Please write out exactly, without any picture, each line from the first in the listing through the line that includes "From this security camera still, highlight where the rear".

- THE RECORDS:
-=-=-

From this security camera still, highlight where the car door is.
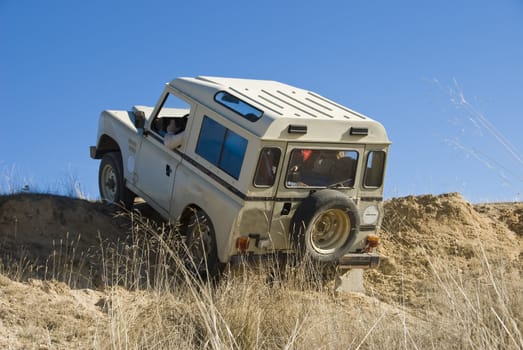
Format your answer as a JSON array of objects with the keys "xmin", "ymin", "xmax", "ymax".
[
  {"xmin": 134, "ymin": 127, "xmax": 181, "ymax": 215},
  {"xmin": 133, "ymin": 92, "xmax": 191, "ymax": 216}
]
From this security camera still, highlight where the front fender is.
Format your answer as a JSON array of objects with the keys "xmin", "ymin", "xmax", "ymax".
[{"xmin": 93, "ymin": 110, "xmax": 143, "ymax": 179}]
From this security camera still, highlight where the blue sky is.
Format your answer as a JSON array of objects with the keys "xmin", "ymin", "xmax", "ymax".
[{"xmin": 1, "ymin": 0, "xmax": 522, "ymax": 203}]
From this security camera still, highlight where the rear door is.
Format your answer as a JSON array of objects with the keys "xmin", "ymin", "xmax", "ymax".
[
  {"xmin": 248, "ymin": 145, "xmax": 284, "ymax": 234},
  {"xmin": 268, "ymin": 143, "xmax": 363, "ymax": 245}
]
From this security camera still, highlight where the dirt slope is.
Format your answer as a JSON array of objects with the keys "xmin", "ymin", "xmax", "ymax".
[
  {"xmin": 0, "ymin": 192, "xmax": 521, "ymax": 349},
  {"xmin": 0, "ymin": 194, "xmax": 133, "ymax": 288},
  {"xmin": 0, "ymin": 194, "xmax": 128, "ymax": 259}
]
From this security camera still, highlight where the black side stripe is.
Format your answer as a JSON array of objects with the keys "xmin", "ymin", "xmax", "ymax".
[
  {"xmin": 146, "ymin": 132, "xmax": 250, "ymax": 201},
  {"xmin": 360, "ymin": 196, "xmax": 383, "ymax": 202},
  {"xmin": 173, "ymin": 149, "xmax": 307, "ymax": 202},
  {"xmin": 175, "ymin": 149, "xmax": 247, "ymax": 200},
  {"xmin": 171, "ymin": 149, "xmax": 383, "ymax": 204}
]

-=-=-

- EXERCISE RESULT:
From this security camera still, highlight where the car door is.
Format your answer as a JSON array of objects with the keys "xmin", "ymin", "xmax", "ymax".
[
  {"xmin": 134, "ymin": 127, "xmax": 181, "ymax": 215},
  {"xmin": 133, "ymin": 92, "xmax": 191, "ymax": 216}
]
From this security camera still, highlight where the front fender is.
Format your answer as a JSON array of objects with the keys "xmin", "ymin", "xmax", "ymax".
[{"xmin": 93, "ymin": 110, "xmax": 143, "ymax": 179}]
From this security camera still, highlight where the blue sky is.
Format your answer as a JSON array of objects with the keys "xmin", "ymin", "xmax", "ymax".
[{"xmin": 1, "ymin": 0, "xmax": 522, "ymax": 203}]
From this security camera still, highlight where the rear door is.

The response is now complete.